__About this task__.
An exact reproduction of each record is required.

Collection entries

□ □ □

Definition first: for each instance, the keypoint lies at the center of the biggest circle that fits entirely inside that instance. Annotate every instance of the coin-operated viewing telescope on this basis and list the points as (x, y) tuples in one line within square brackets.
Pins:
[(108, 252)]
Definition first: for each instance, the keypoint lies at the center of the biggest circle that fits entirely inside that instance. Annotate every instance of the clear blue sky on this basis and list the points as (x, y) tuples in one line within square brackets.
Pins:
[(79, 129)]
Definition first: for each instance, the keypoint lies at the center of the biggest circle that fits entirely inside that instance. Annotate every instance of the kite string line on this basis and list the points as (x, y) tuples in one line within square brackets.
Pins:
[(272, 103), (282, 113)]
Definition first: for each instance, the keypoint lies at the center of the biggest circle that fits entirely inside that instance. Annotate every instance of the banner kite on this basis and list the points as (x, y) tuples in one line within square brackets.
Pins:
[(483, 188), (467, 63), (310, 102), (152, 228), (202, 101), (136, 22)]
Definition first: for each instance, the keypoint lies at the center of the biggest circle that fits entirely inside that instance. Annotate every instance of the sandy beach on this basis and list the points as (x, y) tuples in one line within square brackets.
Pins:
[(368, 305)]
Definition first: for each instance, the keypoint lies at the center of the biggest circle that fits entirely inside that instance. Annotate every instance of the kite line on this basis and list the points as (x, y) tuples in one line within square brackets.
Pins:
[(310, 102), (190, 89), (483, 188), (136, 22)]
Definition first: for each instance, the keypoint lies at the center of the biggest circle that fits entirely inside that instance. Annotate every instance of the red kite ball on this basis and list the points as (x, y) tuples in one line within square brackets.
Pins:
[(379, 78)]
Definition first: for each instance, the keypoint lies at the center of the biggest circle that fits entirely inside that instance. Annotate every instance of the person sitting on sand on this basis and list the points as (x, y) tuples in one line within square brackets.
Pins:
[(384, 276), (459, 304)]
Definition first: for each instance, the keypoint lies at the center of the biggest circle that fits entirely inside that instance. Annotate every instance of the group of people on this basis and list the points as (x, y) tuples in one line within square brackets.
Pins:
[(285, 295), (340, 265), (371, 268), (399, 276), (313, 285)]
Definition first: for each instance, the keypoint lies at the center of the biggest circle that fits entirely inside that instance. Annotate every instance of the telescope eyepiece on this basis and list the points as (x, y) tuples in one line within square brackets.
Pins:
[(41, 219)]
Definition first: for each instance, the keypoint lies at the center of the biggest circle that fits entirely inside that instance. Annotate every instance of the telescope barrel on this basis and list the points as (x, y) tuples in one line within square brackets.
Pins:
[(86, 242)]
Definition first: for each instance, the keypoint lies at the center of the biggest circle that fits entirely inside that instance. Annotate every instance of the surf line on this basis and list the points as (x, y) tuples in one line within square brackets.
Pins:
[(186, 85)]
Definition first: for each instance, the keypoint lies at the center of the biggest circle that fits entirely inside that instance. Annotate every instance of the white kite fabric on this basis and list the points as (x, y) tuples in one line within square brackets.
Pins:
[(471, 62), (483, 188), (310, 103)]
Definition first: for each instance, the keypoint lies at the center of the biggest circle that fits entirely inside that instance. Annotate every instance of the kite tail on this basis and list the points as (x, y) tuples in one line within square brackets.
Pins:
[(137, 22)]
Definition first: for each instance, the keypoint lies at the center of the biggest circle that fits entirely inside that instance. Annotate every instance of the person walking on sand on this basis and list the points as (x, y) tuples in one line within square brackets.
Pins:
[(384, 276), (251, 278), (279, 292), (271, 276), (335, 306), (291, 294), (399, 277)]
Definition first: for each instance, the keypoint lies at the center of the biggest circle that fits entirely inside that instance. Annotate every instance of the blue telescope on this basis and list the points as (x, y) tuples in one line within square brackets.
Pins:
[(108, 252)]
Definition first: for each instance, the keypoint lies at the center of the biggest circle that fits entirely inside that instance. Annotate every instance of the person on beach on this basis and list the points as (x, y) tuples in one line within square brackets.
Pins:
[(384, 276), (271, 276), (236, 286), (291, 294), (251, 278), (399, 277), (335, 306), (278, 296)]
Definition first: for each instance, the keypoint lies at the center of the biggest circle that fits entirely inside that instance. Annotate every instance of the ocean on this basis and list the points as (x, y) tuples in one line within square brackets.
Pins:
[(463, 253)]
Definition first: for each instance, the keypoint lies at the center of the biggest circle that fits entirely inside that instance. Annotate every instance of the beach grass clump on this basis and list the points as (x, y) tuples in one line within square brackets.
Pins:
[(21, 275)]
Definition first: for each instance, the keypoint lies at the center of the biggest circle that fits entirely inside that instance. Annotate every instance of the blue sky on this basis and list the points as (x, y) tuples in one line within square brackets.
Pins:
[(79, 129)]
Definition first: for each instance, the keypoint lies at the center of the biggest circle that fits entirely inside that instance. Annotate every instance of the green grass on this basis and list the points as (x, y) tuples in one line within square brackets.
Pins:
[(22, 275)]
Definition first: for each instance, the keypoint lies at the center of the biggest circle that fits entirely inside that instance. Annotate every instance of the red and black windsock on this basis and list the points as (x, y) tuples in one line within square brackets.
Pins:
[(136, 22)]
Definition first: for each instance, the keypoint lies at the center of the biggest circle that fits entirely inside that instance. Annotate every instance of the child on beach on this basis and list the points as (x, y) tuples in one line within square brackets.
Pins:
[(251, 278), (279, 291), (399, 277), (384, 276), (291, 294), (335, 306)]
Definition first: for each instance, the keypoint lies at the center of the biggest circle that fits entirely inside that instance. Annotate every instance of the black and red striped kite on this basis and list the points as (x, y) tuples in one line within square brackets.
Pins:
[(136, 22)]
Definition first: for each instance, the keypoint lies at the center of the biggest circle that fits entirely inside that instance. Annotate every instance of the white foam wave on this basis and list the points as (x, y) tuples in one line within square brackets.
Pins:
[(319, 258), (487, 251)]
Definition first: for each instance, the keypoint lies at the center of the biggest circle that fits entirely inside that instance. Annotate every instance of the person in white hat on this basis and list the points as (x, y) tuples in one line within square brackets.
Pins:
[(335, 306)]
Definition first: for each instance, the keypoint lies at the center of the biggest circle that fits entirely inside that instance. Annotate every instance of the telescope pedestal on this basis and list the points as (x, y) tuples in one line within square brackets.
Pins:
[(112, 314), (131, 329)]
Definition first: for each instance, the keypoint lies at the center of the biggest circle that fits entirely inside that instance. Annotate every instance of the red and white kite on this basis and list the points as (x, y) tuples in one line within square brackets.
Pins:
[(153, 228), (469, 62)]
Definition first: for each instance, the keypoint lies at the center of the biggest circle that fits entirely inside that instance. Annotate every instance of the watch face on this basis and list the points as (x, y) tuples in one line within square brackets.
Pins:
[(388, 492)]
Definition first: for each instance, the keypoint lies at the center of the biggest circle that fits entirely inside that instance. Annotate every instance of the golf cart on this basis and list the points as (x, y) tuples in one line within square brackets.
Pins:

□ □ □

__Solution below__.
Definition first: for each instance, the keypoint lies at the center of the biggest circle that fits entirely inside that instance. Annotate every instance of the coin-operated viewing telescope on this basis and list the points as (x, y) tuples in one line within square brackets.
Pins:
[(108, 252)]
Definition first: for each instance, the keypoint lies at the center of the biggest circle that fits entirely inside that instance. Annotate every instance of the clear blue sky on this basis and list the points as (x, y) tuples in one line within square brackets.
Pins:
[(79, 129)]
Definition first: for each instance, the keypoint lies at the center of the biggest circle that fits entirely inside that instance. Annotate every instance of the kite string line on this basis and list the points as (x, y) tuples in one line within square brackets.
Pins:
[(272, 103), (282, 113)]
Definition first: for each instance, the keypoint lies at the center of the biggest circle that fits entirely inside that instance. Annotate every instance of the banner kite on this basis and list the points as (x, y) tuples in one line within square brackets.
Pins:
[(483, 188), (467, 63), (310, 102), (152, 228), (202, 101), (136, 22)]
Definition first: for each instance, the keypoint lies at the center of the biggest circle that fits entirely inside that instance. Annotate every instance of the sandy beach on this basis and list the points as (x, y) tuples in one line within square brackets.
Pins:
[(368, 305)]
Definition first: for each instance, the keypoint lies at the center of the biggest circle that fits entirely inside that instance. Annotate every instance of the kite line on this basis and list the points as (x, y) tuples in one line within square brackets.
Pins:
[(310, 102), (190, 89), (483, 188), (136, 22)]
Definition first: for each instance, the keypoint lies at the center of the biggest circle that fits entirely inside that instance. Annotate every instance of the red kite ball on this basis and list the points as (x, y) tuples in one line within square brackets.
Pins:
[(379, 78)]
Definition first: for each instance, the keypoint lies at the center of the biggest circle that fits entirely inside that instance. Annotate every instance of the person sitting on sand on this basis and list the points as (x, y) tuples in one line within square brackets.
Pins:
[(384, 276), (459, 304)]
Definition first: for each instance, the keypoint lies at the center of the biggest circle that fits entirely inside that instance. Annotate every instance of the group of people on this basis and list the points as (x, y) tuples in one line within square brackets.
Pins:
[(285, 295), (340, 265), (371, 268), (399, 276), (313, 285)]
Definition first: for each instance, the keypoint lies at the center of the biggest circle that fits entirely inside that instance. Annotate every instance of the telescope eyepiece on this basis and list the points as (x, y) tuples in one line within square brackets.
Pins:
[(41, 219)]
Definition first: for each instance, the keypoint lies at the center of the biggest circle that fits entirely inside that instance. Annotate every instance of the telescope barrel on this basis and list the points as (x, y) tuples in one line within square brackets.
Pins:
[(86, 242)]
Definition first: for each instance, the keypoint lies at the center of the biggest circle that fits entirely inside that instance. Annotate every instance of the surf line on this basis and list the points as (x, y) tuples in one line within square brackets.
Pins:
[(186, 85)]
Definition first: for each instance, the keypoint lies at the center of the biggest circle that fits entirely inside that instance. Annotate every instance of the white kite fabric on this basis and list the points as (x, y) tuples in one line within square brackets.
Pins:
[(471, 62), (483, 188), (310, 103)]
Definition first: for each instance, the keypoint lies at the center of the biggest circle that fits entirely inside that instance. Annotate every instance of the kite tail on this basis and list the points as (x, y) tuples in one line within square brackets.
Pins:
[(137, 22)]
Definition first: for each instance, the keypoint lies at the center of the biggest circle that fits entirely inside that instance. Annotate every instance of the person walking on sand on this basis and list the points as (x, y) tuples in one line within square brackets.
Pins:
[(384, 276), (251, 278), (279, 292), (271, 276), (335, 306), (291, 294), (399, 277)]
Definition first: for each instance, the keypoint lies at the center of the biggest circle that fits entirely inside that instance. Annotate every instance of the blue telescope on this basis and list the points as (x, y) tuples in one line within square brackets.
Pins:
[(108, 252)]
Definition first: for each instance, the keypoint lies at the center of the biggest circle that fits entirely inside that instance. Annotate every instance of the person on beach on this basis and list the points as (x, y) tuples in one line within square brackets.
Pins:
[(384, 276), (271, 276), (236, 286), (291, 294), (251, 278), (399, 277), (335, 306), (278, 296)]
Definition first: for each instance, the keypoint lies at the center of the biggest circle that fits entirely inside that instance. Annotate every instance of the ocean on this basis and list the points as (x, y) tuples in one line within square brackets.
Pins:
[(463, 253)]
Definition first: for each instance, the keypoint lies at the center of the biggest circle that fits entirely inside that instance. Annotate every instance of the beach grass clump on this basis and list the points as (x, y) tuples in one line within square brackets.
Pins:
[(21, 275)]
Definition first: for each instance, the keypoint lies at the center of the biggest circle that fits entirely inside that instance. Annotate every instance of the blue sky on this basis and list the points as (x, y) tuples in one line within square brackets.
Pins:
[(79, 129)]
Definition first: for each instance, the keypoint lies at the center of the biggest circle that fits entirely inside that instance. Annotate every instance of the green grass on this basis and list the points as (x, y) tuples in one line within square brackets.
Pins:
[(22, 275)]
Definition first: for each instance, the keypoint lies at the center of the biggest circle that fits entirely inside that instance. Annotate every instance of the red and black windsock on this basis and list the points as (x, y) tuples in one line within square brackets.
Pins:
[(136, 22)]
Definition first: for each instance, the keypoint lies at the center of the biggest circle that fits entirely inside that instance. Annotate every instance of the child on beach on this basis and list the points as (x, y) tuples in one line within square brackets.
Pins:
[(251, 278), (279, 291), (399, 277), (384, 276), (291, 294), (335, 306)]
Definition first: for each instance, the keypoint lies at the center of the biggest circle that fits entirely inside that instance. Annotate every instance of the black and red striped kite on this basis and list the points as (x, y) tuples in one line within square brackets.
Pins:
[(136, 22)]
Definition first: for each instance, the keypoint lies at the center of the biggest circle that fits entirely inside that instance. Annotate every instance of the white foam wave on this basis and list the points as (x, y) tuples in one line within square brackets.
Pins:
[(319, 258), (487, 251)]
Definition first: for each instance, the keypoint lies at the center of the biggest circle that fits entirely inside that instance. Annotate every instance of the person in white hat on this basis and list the points as (x, y) tuples in one line within square brackets.
Pins:
[(335, 306)]
Definition first: for each instance, the keypoint lies at the center of the biggest circle that fits entirely inside that instance. Annotate every instance of the telescope pedestal on this basis and list the points as (x, y) tuples in one line within square brackets.
Pins:
[(112, 314), (131, 329)]
Definition first: for each instance, the keypoint lies at the center of the biggest circle that fits entirely inside that instance. Annotate every instance of the red and white kite on this basis and list the points as (x, y) tuples in one line within square brackets.
Pins:
[(153, 228), (469, 62)]
Definition first: for each instance, the keypoint lies at the center of the biggest circle that fits entirely inside that instance. Annotate every instance of the watch face on this basis and list the points as (x, y) tuples in one line within square brackets.
Pins:
[(388, 492)]
Definition first: for each instance, the keypoint lies at the center of the biggest circle that fits entirely inside that instance. Annotate every instance of the golf cart on this basis and list the points as (x, y) tuples in one line within square brackets.
Pins:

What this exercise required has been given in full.